## Instruksi Tertulis A
Sebutkan semua subjudul berhuruf (A, B, C, dan seterusnya) dalam tulisan tentang Neosufisme.
## Instruksi Tertulis B
Salin kata demi kata bagian tulisan tentang Neosufisme yang dimulai dengan "Dalam perjalanan sejarah" dan berlanjut sampai "Apa Pengertian Neosufisme?".

## Teks Bacaan
╔══
Jumat, 04 Maret 2016

Tasawuf Neosufisme


PENDAHULUAN
A.    Latar Belakang Masalah
Mengamati tren kehidupan yang disisakan oleh ekspansi kapitalisme, yang bukan saja mencuatkan gaya kehidupan yang materialistic, hedonistik, tetapi juga meniupkan rasa terancam dan kecemasan dalam masyarakat. Sosok kehidupan yang penuh kebengisan, kesadisan, moralitas semakin tak berdaya, seakan tak ada lagi harapan dan cinta. Lantas orang menyimpulkan, modernisme, dipandang gagal memberikan kehidupan yang lebih bermakna kepada manusia. Dan pertanyaan yang pun mencuat, model peradaban yang begaimana lagi yang bakal muncul di hari esok? Masih adakah tersisa harapan dan cinta di masa datang? Bagi setiap muslim yang sadar, pasti merasakan gairah dan optimisme dalam menapaki waktu. Biarlah orang lain terus mengalami himpitan dirinya sendiri, keputus asaan menggerogoti hidupnya, karena keserakahan telah membunuh benih cinta dan harapannya, sehingga nurani tak kuasa lagi untuk berbisik asri.
Dalam perjalanan sejarah spiritualis muslim, terlihat bahwa transendensi adalah mi’raj spiritual para sufi, karena jalan itu dirasakan amat mengasikkan. Dalam suasana transendensi, seorang sufi merasa memasuki kawasan realita baru, realita yang terbebaskan dari hidup yang penuh kebengisan, kezaliman dan keserakahan. Dengan dunia spiritual, seseorang merasakan hidup di alam cinta, di alam kemenangan. Hukum atau syari’at lantas dipandang sebagai perwujudan atau pengejawentahan secara lahir dari yang batin, sedang yang batin manusia itu adalah iman
B.     Rumusan Penulisan
1.      Apa Pengertian Neosufisme?
2.      Apa saja Ciri-ciri Neosufisme?

C.    Tujuan Penulisan
1.      Mengetahui dan memahami Neosufisme
2.      Mengetahui dan memahami ciri-ciri Neosufisme


PEMBAHASAN
A.    Pengertian Neosufisme
Sufisme terdahulu mencoba mengungkapkan bahwa menempatkan penghayatan keagamaan yang paling benar adalah pada pendekatan batiniyah. Dampak dari pendekatan ini adalah timbulnya kepincangan dalam aktualisasi nilai-nilai Islam, karena lebih mementingkan dan mengutamakan batiniyah dan kurang memperhatikan aspek formal atau lahiriyah. Maka wajar  apabila kaum sufi kurang tertarik dengan masalah-masalah sosial kemasyarakatan.
╚══
## Bahan
╔══
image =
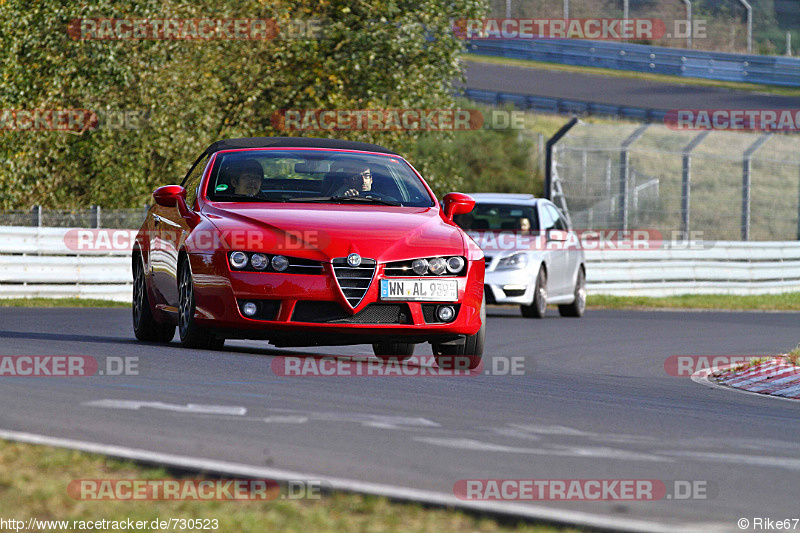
╚══
## Penyelesaian Lengkap A
Latar Belakang Masalah; Rumusan Penulisan; Tujuan Penulisan; Pengertian Neosufisme

## Penyelesaian Lengkap B
Dalam perjalanan sejarah spiritualis muslim, terlihat bahwa transendensi adalah mi’raj spiritual para sufi, karena jalan itu dirasakan amat mengasikkan. Dalam suasana transendensi, seorang sufi merasa memasuki kawasan realita baru, realita yang terbebaskan dari hidup yang penuh kebengisan, kezaliman dan keserakahan. Dengan dunia spiritual, seseorang merasakan hidup di alam cinta, di alam kemenangan. Hukum atau syari’at lantas dipandang sebagai perwujudan atau pengejawentahan secara lahir dari yang batin, sedang yang batin manusia itu adalah iman
B.     Rumusan Penulisan
1.      Apa Pengertian Neosufisme?